● Work order
What is needed is a word-for-word copy of all the entries, minus the pictures.
:: Input data
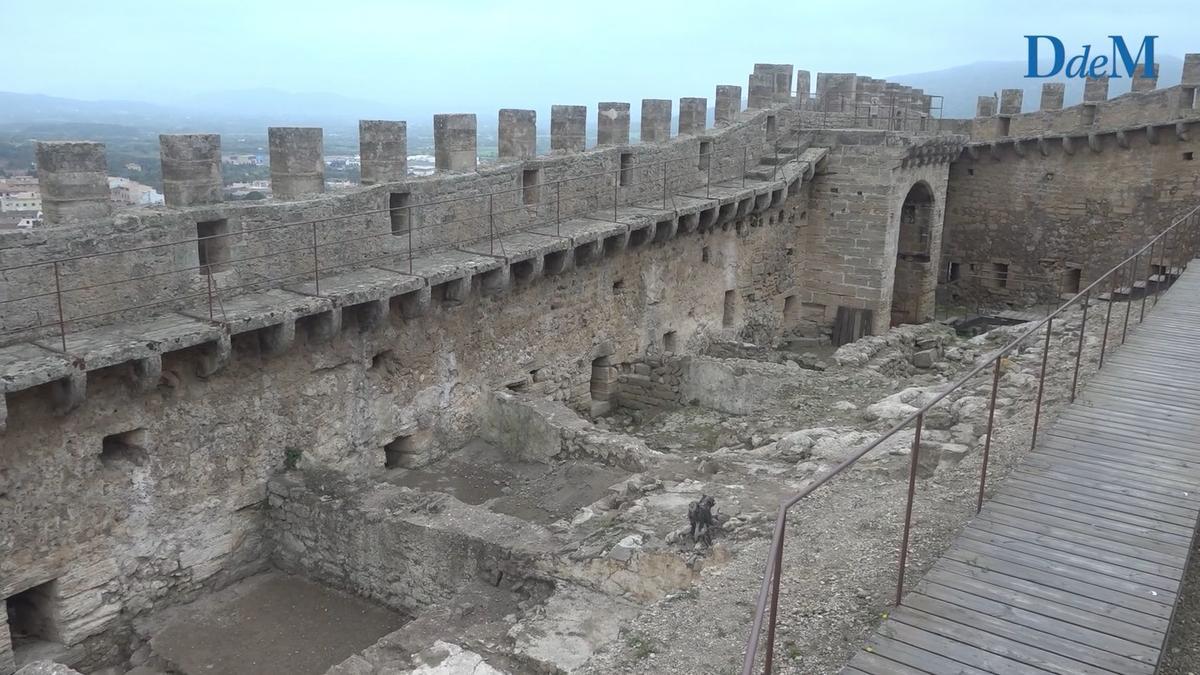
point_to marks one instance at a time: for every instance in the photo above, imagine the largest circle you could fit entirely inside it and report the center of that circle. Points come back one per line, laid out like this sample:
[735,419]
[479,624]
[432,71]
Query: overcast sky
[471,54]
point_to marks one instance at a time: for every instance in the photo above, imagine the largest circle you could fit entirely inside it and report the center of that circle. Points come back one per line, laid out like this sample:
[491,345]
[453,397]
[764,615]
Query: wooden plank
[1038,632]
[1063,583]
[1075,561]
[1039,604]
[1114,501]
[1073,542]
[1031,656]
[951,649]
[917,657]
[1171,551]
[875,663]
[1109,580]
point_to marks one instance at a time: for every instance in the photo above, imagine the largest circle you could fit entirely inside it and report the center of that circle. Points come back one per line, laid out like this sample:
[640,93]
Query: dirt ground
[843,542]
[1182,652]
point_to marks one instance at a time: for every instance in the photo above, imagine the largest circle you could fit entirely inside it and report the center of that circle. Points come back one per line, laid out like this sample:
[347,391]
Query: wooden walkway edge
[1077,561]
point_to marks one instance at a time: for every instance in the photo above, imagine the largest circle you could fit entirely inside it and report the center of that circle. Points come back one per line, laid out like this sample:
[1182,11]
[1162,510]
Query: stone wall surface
::::
● Answer for this exercise
point_to marks one instance at a time: for every instance in the photo above, imagine the largest circle you could fit entirely inside it and report the center of that circle. Points come back one per line, laid out like this sample:
[735,419]
[479,624]
[432,71]
Query: overcast sky
[471,54]
point_to marks one instance at a time: for every instance in the photo above, imagine the largest circle you could fit entirely inside it and report the center of that circle. Points come back one per line, laid out like this sample:
[491,345]
[453,397]
[764,615]
Query: wooden plank
[1038,632]
[1063,583]
[1075,561]
[1039,604]
[1114,501]
[1073,542]
[1031,656]
[951,649]
[917,657]
[1171,551]
[875,663]
[1109,580]
point_to marks one instance at a time: for every instance in the photo above, imagine the largest circle you could fit entirely inside it and report the center of that circle. Points come back one per line, laid out like this sample:
[640,93]
Query: dirt ground
[843,542]
[1182,652]
point_to marks one instance at a time: for every instance in the photo above, imagine the largest circle you could fit entirely inside it and report the center of that circle. Points come back one per line, laid out like this sample:
[347,391]
Query: wooden walkway edge
[1077,561]
point_to marks one instance at a time: for every instance in the photo above, imagine the largest circle you could fit entirely inside it and report the center of that circle. Points come back one per line, laid out like this sample:
[1182,11]
[1162,510]
Query: stone wall surface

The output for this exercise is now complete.